____ Отрывок текста

Стихи потрясли меня, как большое событие. Хаосу моих тогдашних чувств вполне соответствовал хаотический строй этой необыкновенной поэмы. Словно я взобрался на высокую гору и гляжу оттуда с головокружительной высоты на муравьиную жизнь людей.

Но вот другие стихи, написанные в глубокой низине, в нашем людском муравейнике. Каждая строка посвящена самой мелкой бытовой обыденщине.

Поэт словно решил позабыть о своих космических экстазах и обратился к бедным реалиям повседневной действительности. Разрозненные факты окружающей жизни, какие случайно попадаются ему на глаза, проходят перед ним вереницей один за другим.

Сумасшедшего везут наконец в сумасшедший дом
(Не спать уж ему никогда, как он спал в материнской спальне),
Чахлый наборщик с седой головою наклонился над кассой,
Во рту он ворочает табачную жвачку, подслеповато мигая
над рукописью...
Матросы закрепили пароходик у пристани и бросили на берег
доску, чтобы дать пассажирам сойти...
Маляр пишет буквы на вывеске лазурью и золотом...
Плотники настилают полы, кровельщики кроют крышу,
каменщики кричат, чтобы им дали известку...

Велико народонаселение этой поэмы. Она так и осталась бы в моем представлении коллекцией моментальных зарисовок с натуры, если бы в самом конце не было изумительных строк, обобщающих всю эту длинную цепь разрозненных образов, придающих каждому звену этой цепи широкий, многозначительный смысл:

И все они льются в меня, и я изливаюсь в них,
И все они - я,
Из них изо всех и из каждого я тку эту песню о себе.

Сейчас мне даже трудно понять, почему эти стихи так поразили меня. Должно быть, искусство поэта отрешаться от своих личных, индивидуальных особенностей и видеть себя, свое "я" в каждом другом человеке полностью отвечало в ту пору моим душевным потребностям, неясным для меня самого.

Мне показалось, что стихи эти адресованы мне.

Целый год я не расставался с удивительной книгой. Таскал ее с собою и на работу, и на берег, где помогал слепому рыбаку Симмелиди чинить его ветхие сети. Кое-что в книге было мне непонятно, кое-что казалось неинтересным, шаблонным, но когда я дошел до такого шедевра, как "When Lilacs Last in the Dooryard Bloomed" ("Когда во дворе перед домом цвела этой весною сирень"), я почувствовал себя богачом.

К тому времени, когда снова наступила зима, я успел сродниться с Уолтом Уитменом. В моем юношеском сердце нашли самый сочувственный отклик и его призывы к экстатической дружбе, и его светлые гимны равенству, труду, демократии, и его радостное опьянение своим бытием, и его дерзновенная речь во славу эмансипации плоти. У очень юных читателей есть золотая способность жить под диктовку прочитанной книги, формирующей строй их жизни. То же случилось со мной. Я стал глядеть на мир глазами Уолта Уитмена и даже как бы преобразился в него. И все, что я видел вокруг - все люди, вся природа, все вещи, - предстало передо мной на фоне бесчисленных тысяч веков, озаряемых миллионами солнц.

________

[Задание 1]:
Ответьте на вопросы по отрывку об Уолте Уитмене:
(a) Чем, кроме лазури, маляр пишет буквы на вывеске?
(b) Кто на берегу чинил свои ветхие сети?
(c) К какому времени, согласно отрывку, произошло сроднение с Уолтом Уитменом?
[Задание 2]: Верните из отрывка об Уолте Уитмене фрагмент между словами «Но вот другие» и «над рукописью...» включительно.
[Задание 3]: Допишите продолжение отрывка об Уолте Уитмене, начиная сразу после его последнего предложения.
Данные ниже никак не связаны с отрывком об Уолте Уитмене.

____ Данные

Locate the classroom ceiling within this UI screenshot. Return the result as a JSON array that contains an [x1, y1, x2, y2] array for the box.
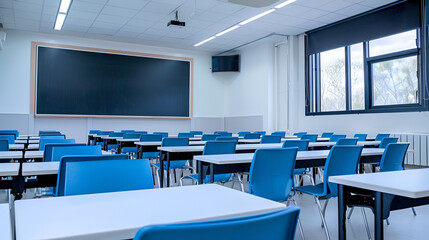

________

[Ответ 1]:
(a) Золотом.
(b) Слепой рыбак Симмелиди.
(c) К тому времени, когда снова наступила зима.

[Ответ 2]:
Но вот другие стихи, написанные в глубокой низине, в нашем людском муравейнике. Каждая строка посвящена самой мелкой бытовой обыденщине.

Поэт словно решил позабыть о своих космических экстазах и обратился к бедным реалиям повседневной действительности. Разрозненные факты окружающей жизни, какие случайно попадаются ему на глаза, проходят перед ним вереницей один за другим.

Сумасшедшего везут наконец в сумасшедший дом
(Не спать уж ему никогда, как он спал в материнской спальне),
Чахлый наборщик с седой головою наклонился над кассой,
Во рту он ворочает табачную жвачку, подслеповато мигая
над рукописью...

[Ответ 3]:
Естественно, мне захотелось, чтобы и другие читатели изведали такое же счастье. Поэтому в 1902 или 1903 году я принялся переводить на русский язык поразившие меня страницы "Листьев травы".

Но, увы, я оказался из рук вон плохим переводчиком. Переводы выходили у меня громоздки, неуклюжи и тусклы. Стихи Уитмена в русском обличии совершенно не передавали энергичной динамики подлинника. Так как русские слова чуть не втрое длиннее английских, под моим неумелым пером получались вялые, анемичные тексты, внушающие непреодолимую скуку. Чтобы прогнать эту скуку, я решился на беззаконный поступок: стал переводить "Листья травы" нарядным и гладким стихом, украшенным звонкими рифмами. Теперь мне стыдно признаться в этом наивном и зловредном поступке, но нужно же принять во внимание, что я был одинокий самоучка, не имевший никакого понятия о методах художественного перевода.

Конечно, я не смел и мечтать о печатании русского Уитмена. Лишь в 1907 году, когда я переселился в столицу и стал печататься в столичных журналах, студенческий "Кружок молодых" при Петербургском университете издал тоненькую брошюрку моих переводов американского барда. Переводы, повторяю, были плохи, но брошюрка имела огромный успех - об Уолте Уитмене заговорили в печати.

Успех не доставил мне радости: все время меня мучила совесть. Я люто возненавидел неудачную книжку и попытался загладить свой грех перед Уитменом: стал переводить его заново.

В 1914 году вышло в Москве с предисловием И.Е. Репина новое издание моей книги о нем, где переводы были значительно лучше. Книга была уничтожена царской цензурой и до читателя не дошла. У меня сохранился лишь один экземпляр.

Между тем читатели настойчиво требовали нового издания "Листьев травы". Эти издания следовали одно за другим (1918, 1919, 1922, 1923, 1931, 1932 и т.д.), и почти каждое из них я ремонтировал заново.

В 1944 году, во время войны, книга вышла десятым изданием. Нынче, в 1969 году, к 150-летию со дня рождения Уитмена, мои переводы печатаются четырнадцатый раз, и все же я снова и снова вношу в них поправки.

Поэзия Уитмена могуче влияла на творчество многих советских поэтов. В том стихотворении, с которым обратился ко мне еще в тридцатых годах Борис Пастернак, последние строки читаются:

...За Уитмена
Мой комплимент медвежий.

В книге своих переводов я рассказываю, какие строки Уитмена так или иначе отразились в поэзии Маяковского и Велимира Хлебникова.

Конечно, я был не только переводчиком, но и истолкователем поэзии Уитмена. В каждой книге моих переводов постоянно печаталась моя обширная статья о поэте.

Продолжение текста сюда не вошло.